= Work instructions =
1 – In the review of Toby Hay's guitar EP, why did Toby record sitting on the stairs in Tim's home in Leeds? Answer in one to three sentences.
2 – Which players does the review of Toby Hay's guitar EP name as part of the British folk-baroque line that Toby's music continues?
3 – Extend the review of Toby Hay's guitar EP, starting after its last sentence.

= Text section =
________

REVIEW – Toby Hay: ‘Guitar I (The Stairwell Sessions)’ EP, 2012 (“a sense of placement and location”)

12 Jan
Toby Hay: 'Guitar I (The Stairwell Sessions)' EP

Toby Hay: ‘Guitar I (The Stairwell Sessions)’ EP

In a faithless world (in my own faithless world, anyway) one of the few things that can substitute for a religious experience is finding a place where sound can be transfigured. This could be as simple as a random encounter with a naturally-shaped space that has a whisper, or as calculated as deliberately finding somewhere in a newer concrete structure where the right note in a scale suddenly booms like amplified doo-wop. It might explain why there’s a primal pleasure about singing in the shower – that embrace of the feeling that you’re in the right location for the ritual of sound to run its course.

Toby Hay (the brother of Tomorrow We Sail’s Tim Hay) made full use of this feeling when recording this debut EP of acoustic guitar. It helped that Tim’s own stairwell, at home in Leeds, provided the ideal sound. One evening – while Tim, all ears, manned the console – Toby sat down on the stairs and recorded then and there. Still only 21, his guitar technique is already fully formed and his playing strikingly visual (it’s hardly surprising to find that he also works as a filmmaker). That sense of placement and location stretches further than his choice of where to sit down and hear the natural reverb, and into the fabric of his music.

The inspirations are immediately recognisable. A fingerstyle player, Toby’s music is firmly in the ornate British folk-baroque approach, continuing a line begun by Davy Graham, Bert Jansch and Martin Carthy in the ’60s and continued, over the years, by players including Michael Hedges and Martin Simpson. The EP aligns Toby’s own compositions alongside his variations on and extrapolations of standards, to the point where only the familiarity of a tune separates them.

For Variations On O’Carolans’ Dream, Toby immerses himself in the world of Irish baroque harp music, reworked through the guitar. While here he’s following in the footsteps of the likes of Duck Baker, his performance is confident, revelling in the guitar sonorities which add spice to the transposition. His thumbwork in the bass is strong – especially in the second section, where he chops toothily into the bassline – and the riffling harp-like flourishes which he brings to his fingerwork offer something back to the original. By the third section, the baroque structures have melded seamlessly with an Indian-inflected pulsealong.

As you might have guessed from the title, And We’ll Take A Cup Of Kindness Yet is Toby’s extrapolation of Auld Lang Syne. In some respects it’s the most straightforward piece on the EP, travelling from a sleepy, breezy statement of the original melody before running away into double-time. From its start as a song of sitting down, drinking and remembering, it’s transmuted into a fast-flowing travelling piece, heavy on the double-stopping and the thumbing of bass notes, before slowing again into a classical inspired study which doesn’t so much recapitulate the original tune as revive it.

________

= Information shown =
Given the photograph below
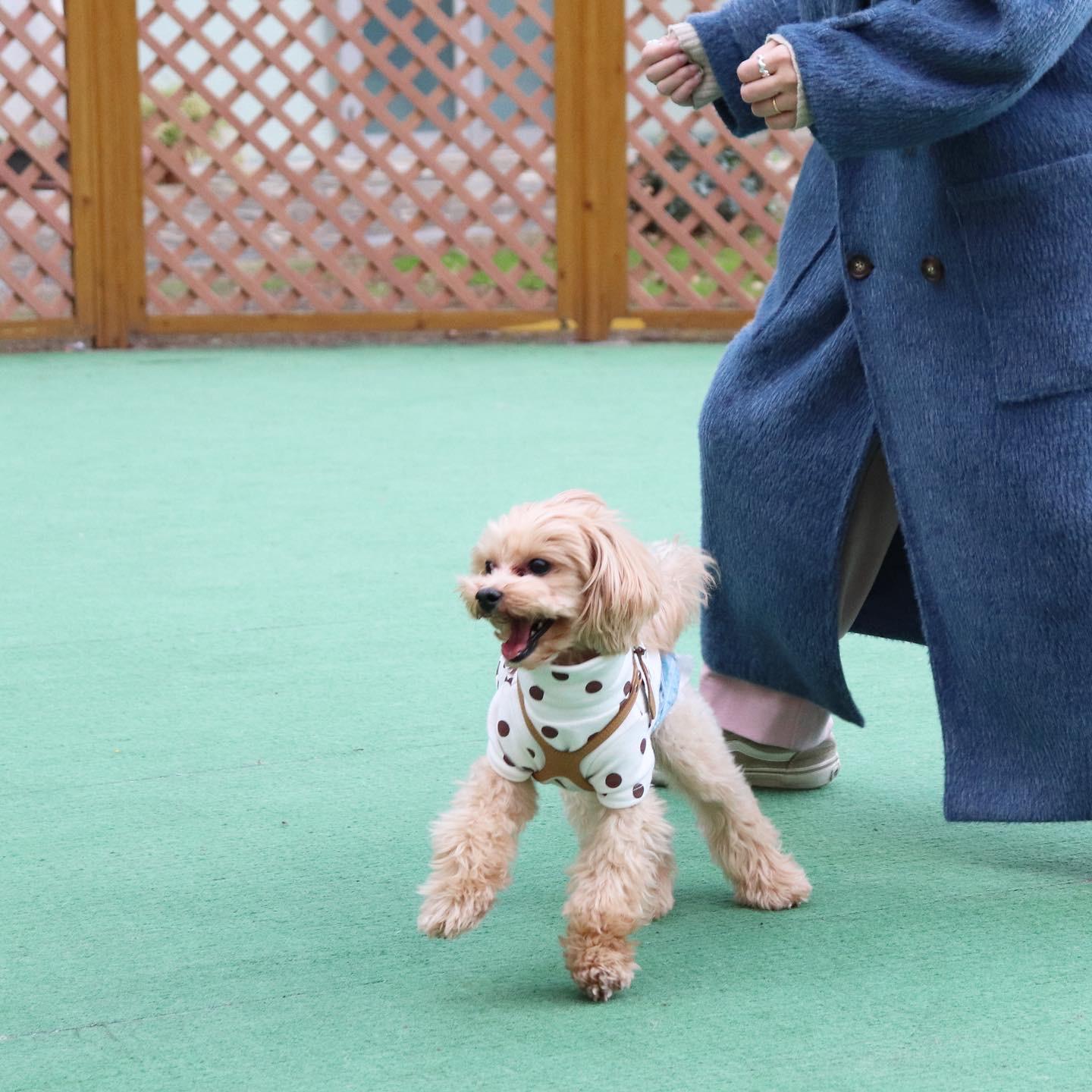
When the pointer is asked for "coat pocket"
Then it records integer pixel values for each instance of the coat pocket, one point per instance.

________

= In response =
1 – Tim's stairwell gave the ideal sound, with natural reverb. That let Toby use the feeling of being in a place where sound can be transfigured.

2 – Davy Graham, Bert Jansch, Martin Carthy, Michael Hedges, Martin Simpson

3 –
Of the three Hay originals, Platform 16 is another travelling song. Its intro bounces and rings out on high harmonics: as the music wheels onwards, Toby’s sliding, percussive attack on the notes as they’re made out is so sharp that it sounds like pickwork. Night Terror Blues is another demonstration of quiet excellence. Winding up out of hushed beginnings, it becomes a strong-stepping baroque blues. Stabbing in the treble, there’s a slithering in the bass range – like a slipping foot on the run.

The remaining original – Where The River’s All Rain And Roses – takes its title from Jack Kerouac. More explicitly, it comes from a dusktime description of swishing across the Mississippi river on the bridge at Port Allen, Louisiana in “a misty pinpoint darkness.” Kerouac’s original passage is an undulant swirl of description – a journey through foglight and dropping evening captured in smudged yellows and purples, in the swings of a sharply curving drive. Yet Toby’s own piece has none of the arresting jazz stimulus which one might expect from a Kerouac tribute. Nor does it try to recapture that American freeway motion; of driving through the astonishing scenery and through the liberty of the rolling roads into revelation.

Instead, Toby seems to be taking his cue not from the motion or the self-absorption, but from Kerouac’s descriptions of what he passes through en route – the textures of the mists, the way he hails the Mississippi as “a washed clod in the rainy night… a dissolving, a riding of the tide down the eternal waterbed, a contribution to brown foams, a voyaging past endless vales and trees and levees…” For once, the music hovers rather than drives. Over a billowing airblown shruti box drone (the EP’s lone overdub), Toby picks out an elegant Gymnopedie-via-Ralph Towner progression, its melody carried in the bass and midrange. Stepping back and forth, it maintains its chords via high, clipped double-stopping. When a new sequence emerges midway and, chord by chord, rides up to a sparse and ecstatic point of grace, it does so with the same pointillistic pacing. Droplets in the fog, light snagged in vapour, or moments of eternity seen through movement – whatever this brings to the mind, it captures a position in time and in space that’s mystifying. For a moment, just like that moment when the sound in the stairwell deepens to a subtle boom.

Toby Hay: ‘Guitar I (the stairwell sessions)’
Toby Hay (self-released, no catalogue number or barcode)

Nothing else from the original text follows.